• _MATERIAL SHOWN_
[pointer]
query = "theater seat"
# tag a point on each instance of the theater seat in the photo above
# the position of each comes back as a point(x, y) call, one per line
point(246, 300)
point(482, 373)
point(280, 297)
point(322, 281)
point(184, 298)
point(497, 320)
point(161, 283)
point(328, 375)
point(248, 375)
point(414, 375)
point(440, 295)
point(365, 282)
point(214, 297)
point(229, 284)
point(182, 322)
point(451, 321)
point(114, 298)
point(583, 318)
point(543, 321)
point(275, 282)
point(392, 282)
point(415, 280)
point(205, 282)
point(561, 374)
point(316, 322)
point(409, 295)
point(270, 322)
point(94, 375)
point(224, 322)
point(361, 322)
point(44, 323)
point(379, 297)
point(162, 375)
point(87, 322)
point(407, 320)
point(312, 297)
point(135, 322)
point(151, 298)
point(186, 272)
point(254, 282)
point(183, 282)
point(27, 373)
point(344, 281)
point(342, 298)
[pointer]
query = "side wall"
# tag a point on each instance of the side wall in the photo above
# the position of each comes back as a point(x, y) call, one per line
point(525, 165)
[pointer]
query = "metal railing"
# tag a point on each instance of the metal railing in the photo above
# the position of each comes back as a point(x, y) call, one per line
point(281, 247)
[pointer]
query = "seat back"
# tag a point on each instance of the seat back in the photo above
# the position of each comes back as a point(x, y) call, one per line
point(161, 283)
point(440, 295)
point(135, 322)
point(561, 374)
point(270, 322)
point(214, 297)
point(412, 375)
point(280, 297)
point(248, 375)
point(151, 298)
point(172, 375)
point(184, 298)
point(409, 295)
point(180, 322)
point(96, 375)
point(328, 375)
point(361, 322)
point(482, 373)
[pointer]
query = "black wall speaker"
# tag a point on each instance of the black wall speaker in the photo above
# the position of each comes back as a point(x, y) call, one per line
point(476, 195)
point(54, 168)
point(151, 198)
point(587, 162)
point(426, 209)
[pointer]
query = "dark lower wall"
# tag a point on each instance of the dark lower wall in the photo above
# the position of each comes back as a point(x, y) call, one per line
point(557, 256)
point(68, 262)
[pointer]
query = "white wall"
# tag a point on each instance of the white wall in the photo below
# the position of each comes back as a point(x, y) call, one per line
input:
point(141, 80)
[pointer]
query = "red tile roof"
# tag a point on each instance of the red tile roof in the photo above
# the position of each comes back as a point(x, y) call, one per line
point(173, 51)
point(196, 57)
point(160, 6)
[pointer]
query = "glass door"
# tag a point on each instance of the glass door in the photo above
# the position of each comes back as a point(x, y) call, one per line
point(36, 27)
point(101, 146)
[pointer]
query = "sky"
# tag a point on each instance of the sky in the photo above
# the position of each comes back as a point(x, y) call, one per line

• _WHAT IS EXPECTED_
Only lines with the word "photo" count here; copy every one from the records.

• _RESPONSE TO THIS EXERCISE_
# tag a point on each instance of the theater seat in the photo above
# tag a point on each instance of the side wall in the photo above
# tag a point on each instance of the metal railing in the photo above
# tag a point on each instance of the seat back in the photo above
# tag a point on each instance of the black wall speaker in the photo above
# tag a point on each instance of the dark lower wall in the photo above
# tag a point on each instance of the white wall in the photo below
# tag a point on each instance of the red tile roof in the photo above
# tag a point on each instance of the glass door in the photo above
# tag a point on each instance of the sky in the photo above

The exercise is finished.